## LISTED RECORDS
[Start of Attachment]

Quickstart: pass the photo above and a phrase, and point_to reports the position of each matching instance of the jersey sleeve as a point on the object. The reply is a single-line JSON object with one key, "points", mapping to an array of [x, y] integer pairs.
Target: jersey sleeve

[End of Attachment]
[Start of Attachment]

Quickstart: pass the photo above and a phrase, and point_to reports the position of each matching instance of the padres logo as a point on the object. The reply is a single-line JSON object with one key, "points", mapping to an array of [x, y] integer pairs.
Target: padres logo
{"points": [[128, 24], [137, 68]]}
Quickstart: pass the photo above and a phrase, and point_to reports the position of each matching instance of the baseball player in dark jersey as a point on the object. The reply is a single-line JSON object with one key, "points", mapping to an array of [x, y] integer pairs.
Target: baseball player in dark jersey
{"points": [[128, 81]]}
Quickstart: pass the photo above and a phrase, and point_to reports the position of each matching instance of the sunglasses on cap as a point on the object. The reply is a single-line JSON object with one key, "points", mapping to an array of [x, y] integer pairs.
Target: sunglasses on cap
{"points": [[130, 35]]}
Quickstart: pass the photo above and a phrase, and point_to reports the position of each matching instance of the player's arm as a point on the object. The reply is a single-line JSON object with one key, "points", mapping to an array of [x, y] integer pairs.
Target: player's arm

[End of Attachment]

## TASK REQUIREMENTS
Produce a word-for-word copy of everything above from the line holding "Target: baseball player in dark jersey" down to the line holding "Target: player's arm", with both of those lines kept.

## EXERCISE RESPONSE
Target: baseball player in dark jersey
{"points": [[128, 81]]}
Quickstart: pass the photo above and a phrase, and point_to reports the position of each matching instance of the sunglasses on cap as a point on the object. The reply is a single-line JSON object with one key, "points", mapping to an array of [x, y] integer pairs.
Target: sunglasses on cap
{"points": [[130, 35]]}
Quickstart: pass the photo above and a phrase, and point_to reports the position of each matching instance of the player's arm as a point on the object. The reply is a single-line JSON object with one key, "points", mapping to an array of [x, y] integer pairs.
Target: player's arm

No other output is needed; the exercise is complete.